Escreva a continuação do texto sobre a decisão judicial que libera psicólogos a tratar a homossexualidade como doença, começando logo após o último parágrafo apresentado.

> TRECHO DO TEXTO
===============

GAY NÃO PRECISA DE CURA, MAS DE RESPEITO









Acho que o sentimento não é só meu: às vezes a gente acorda cedo e parece ter recuado milênios no tempo e milhares de quilômetros no espaço. A notícia de hoje, por exemplo, me levou para os piores dias da Idade Média ou para algum país como a Mauritânia, o Sudão ou a Arábia Saudita, onde a homossexualidade ainda é punida com pena de morte. Isso se chama retrocesso. E suas causas são a desinformação, o preconceito e a discriminação que costumam grassar facilmente com ajuda das canetas de magistrados brasileiros, filhos da elite que sequestrou um dos poderes da pátria para a defesa de seus privilégios.
A decisão da justiça do Distrito Federal, que libera os psicólogos a tratarem a homossexualidade como doença, é desses sinais desoladores de que o Brasil está mesmo no caminho errado. Sobram incongruências e leviandades quando a justiça se rende aos interesses de pessoas moralistas e fundamentalistas que, como em tempos sombrios do passado, pregam purismos à revelia dos valores, com a intenção de esconder suas próprias sujeiras debaixo dos tapetes persas que forram seus foros íntimos.
Contrariando evidências científicas e jurídicas, a decisão representa uma grave violação aos direitos humanos. Além de ser sintoma do preconceito de seus autores, ela é fruto do atraso, da precariedade e da má-fé do magistrado, que ignora inclusive a decisão da Organização Mundial da Saúde, de 1990, que retirou a homossexualidade da lista internacional de doenças.
O que o juiz Waldemar Cláudio de Carvalho autorizou, não foi apenas a pretensa reversão sexual (assunto por si mesmo risível a toda pessoa minimamente esclarecida). O que ele liberou foi o preconceito contra pessoas que são indesejadas socialmente, que se escondem em quartos escuros meramente pelo fato de terem nascido com uma orientação sexual diferente do padrão socialmente aceito. O que esse juiz permitiu, foi a agressão e a violência cotidiana que se alarga no Brasil em índices alarmantes, sob o silêncio da justiça. O que ele tornou legítimo foi a intolerância que faz vítimas diárias, que podem estar em qualquer família brasileira. O que ele autorizou foram procedimentos sem resultado, que provocam sequelas e aumentam o sofrimento psíquico de quem muitas vezes já tem dificuldade de lidar com sua própria condição, com seus desejos constituintes e com seus modos próprios de buscar a felicidade. Por isso, junto com os psicólogos que impetraram a ação, o doutor Waldemar será corresponsável, a partir de hoje, por todos esses atos, pelas vítimas agredidas e assassinadas que caem às centenas no Brasil, esse país que mais mata travestis e transexuais no mundo.

===============

> DADOS FORNECIDOS

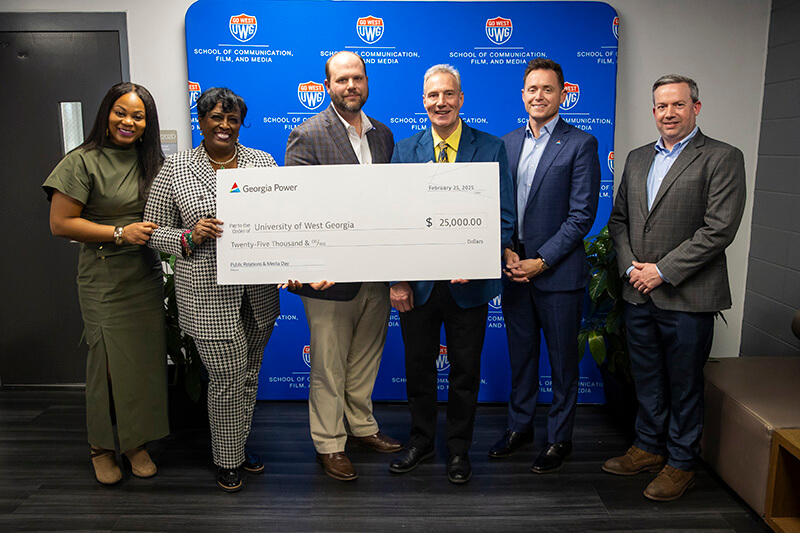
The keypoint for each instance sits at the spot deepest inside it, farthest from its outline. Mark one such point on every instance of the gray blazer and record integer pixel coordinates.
(182, 193)
(693, 219)
(322, 140)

===============

> RESPOSTA
A decisão revela a velha intolerância ao prazer alheio em nome da padronização dos comportamentos, a perseguição às formas de vida e à felicidade de quem vive suas diferenças, algo que agora, além de escondido e proibido, deve ser punido e curado, sabe-se lá a que tipo de terapias e procedimentos obtusos e ultrajosos. O juiz e seu secto de inconformados, retoma, assim, o medo como regra, a negação das identidades, o desespero e a frustração (seria inveja?) contra o prazer alheio, para eles insuportável. A decisão falaciosa dessa gente revela apenas os fantasmas que povoam seus mundos e que agora, eles querem lançar a todo custo sobre a nossa sociedade, sob contornos amadores e malsãos. 
O que esse juiz e sua trupe não sabem – mas deviam saber – é que os gays não são doentes, não precisam de terapia reversiva ou de cura, mas de respeito, reconhecimento, espaço para liberdade de expressão e apoio para que sejam felizes, como todos os demais seres humanos.

       Senhor juiz, pare agora - e pense: quem é que realmente precisa de cura?